OBJECTIVE A
In the speechsc working group charter, which protocol will be used to describe the session when media transport is session-oriented?

EXCERPT PROVIDED

——————

Last Modified: 2003-10-01
The speechsc Work Group will develop protocols to support distributed media processing of audio streams. The focus of this working group is to develop protocols to support ASR, TTS, and SV. The working group will only focus on the secure distributed control of these servers.
The working group will develop an informational RFC detailing the architecture and requirements for distributed speechsc control. In addition, the requirements document will describe the use cases driving these requirements. The working group will then examine existing media-related protocols, especially RTSP, for suitability as a protocol for carriage of speechsc server control. The working group will then propose extensions to existing protocols or the development of new protocols, as appropriate, to meet the requirements specified in the informational RFC.
The protocol will assume RTP carriage of media. Assuming session-oriented media transport, the protocol will use SDP to describe the session.
The working group will not be investigating distributed speech recognition (DSR), as exemplified by the ETSI Aurora project. The working group will not be recreating functionality available in other protocols, such as SIP or SDP. The working group will offer changes to existing protocols, with the possible exception of RTSP, to the appropriate IETF work group for consideration. This working group will explore modifications to RTSP, if required.

——————

OBJECTIVE B
Reproduce the rows word for word, starting at the first line of the rows and ending with the line that contains "[[0, 62, 53, 130], [0, 20, 24, 55]]".

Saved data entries

——————

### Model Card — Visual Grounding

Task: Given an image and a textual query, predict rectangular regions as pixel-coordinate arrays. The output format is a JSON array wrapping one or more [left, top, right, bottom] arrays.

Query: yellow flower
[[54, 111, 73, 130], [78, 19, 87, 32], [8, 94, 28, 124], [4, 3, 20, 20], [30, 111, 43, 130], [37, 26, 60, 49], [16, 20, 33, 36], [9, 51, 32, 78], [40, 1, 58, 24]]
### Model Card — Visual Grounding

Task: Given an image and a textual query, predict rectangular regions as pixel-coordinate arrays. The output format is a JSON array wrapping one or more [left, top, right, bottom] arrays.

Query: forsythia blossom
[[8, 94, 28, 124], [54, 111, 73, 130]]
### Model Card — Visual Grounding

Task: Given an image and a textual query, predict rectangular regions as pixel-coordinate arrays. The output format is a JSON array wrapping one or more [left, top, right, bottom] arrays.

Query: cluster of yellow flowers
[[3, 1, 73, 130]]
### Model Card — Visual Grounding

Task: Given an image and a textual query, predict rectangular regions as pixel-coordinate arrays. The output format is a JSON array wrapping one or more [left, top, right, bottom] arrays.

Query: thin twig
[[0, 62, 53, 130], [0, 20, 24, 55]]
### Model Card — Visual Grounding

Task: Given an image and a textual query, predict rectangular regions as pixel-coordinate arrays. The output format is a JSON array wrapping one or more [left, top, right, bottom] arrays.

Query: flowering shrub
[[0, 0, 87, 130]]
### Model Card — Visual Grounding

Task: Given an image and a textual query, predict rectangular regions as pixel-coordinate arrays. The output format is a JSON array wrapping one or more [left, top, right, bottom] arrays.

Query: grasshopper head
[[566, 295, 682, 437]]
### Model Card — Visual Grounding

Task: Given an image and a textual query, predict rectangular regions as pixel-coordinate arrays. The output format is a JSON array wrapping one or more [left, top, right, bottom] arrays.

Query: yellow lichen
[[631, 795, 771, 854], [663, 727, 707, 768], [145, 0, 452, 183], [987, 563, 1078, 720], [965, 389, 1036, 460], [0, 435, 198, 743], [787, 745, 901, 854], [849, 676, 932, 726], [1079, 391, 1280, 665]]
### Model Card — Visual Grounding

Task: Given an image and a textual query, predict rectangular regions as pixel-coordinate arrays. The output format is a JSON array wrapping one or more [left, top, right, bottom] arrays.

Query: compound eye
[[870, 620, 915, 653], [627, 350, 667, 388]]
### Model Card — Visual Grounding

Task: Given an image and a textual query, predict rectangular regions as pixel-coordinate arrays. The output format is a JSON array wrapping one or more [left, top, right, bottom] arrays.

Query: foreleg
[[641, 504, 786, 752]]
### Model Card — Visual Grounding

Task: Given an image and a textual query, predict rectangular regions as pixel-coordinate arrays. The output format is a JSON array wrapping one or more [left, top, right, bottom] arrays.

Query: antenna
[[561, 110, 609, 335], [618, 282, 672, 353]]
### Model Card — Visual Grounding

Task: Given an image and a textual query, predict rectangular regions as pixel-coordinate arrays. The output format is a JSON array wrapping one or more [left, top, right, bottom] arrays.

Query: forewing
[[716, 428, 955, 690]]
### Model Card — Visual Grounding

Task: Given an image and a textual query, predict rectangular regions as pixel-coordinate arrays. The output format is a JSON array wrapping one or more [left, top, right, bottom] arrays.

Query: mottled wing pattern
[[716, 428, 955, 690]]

——————

COMPLETE ANSWER A
SDP

COMPLETE ANSWER B
### Model Card — Visual Grounding

Task: Given an image and a textual query, predict rectangular regions as pixel-coordinate arrays. The output format is a JSON array wrapping one or more [left, top, right, bottom] arrays.

Query: yellow flower
[[54, 111, 73, 130], [78, 19, 87, 32], [8, 94, 28, 124], [4, 3, 20, 20], [30, 111, 43, 130], [37, 26, 60, 49], [16, 20, 33, 36], [9, 51, 32, 78], [40, 1, 58, 24]]
### Model Card — Visual Grounding

Task: Given an image and a textual query, predict rectangular regions as pixel-coordinate arrays. The output format is a JSON array wrapping one or more [left, top, right, bottom] arrays.

Query: forsythia blossom
[[8, 94, 28, 124], [54, 111, 73, 130]]
### Model Card — Visual Grounding

Task: Given an image and a textual query, predict rectangular regions as pixel-coordinate arrays. The output format is a JSON array wrapping one or more [left, top, right, bottom] arrays.

Query: cluster of yellow flowers
[[3, 1, 73, 130]]
### Model Card — Visual Grounding

Task: Given an image and a textual query, predict rectangular regions as pixel-coordinate arrays. The output format is a JSON array wrapping one or more [left, top, right, bottom] arrays.

Query: thin twig
[[0, 62, 53, 130], [0, 20, 24, 55]]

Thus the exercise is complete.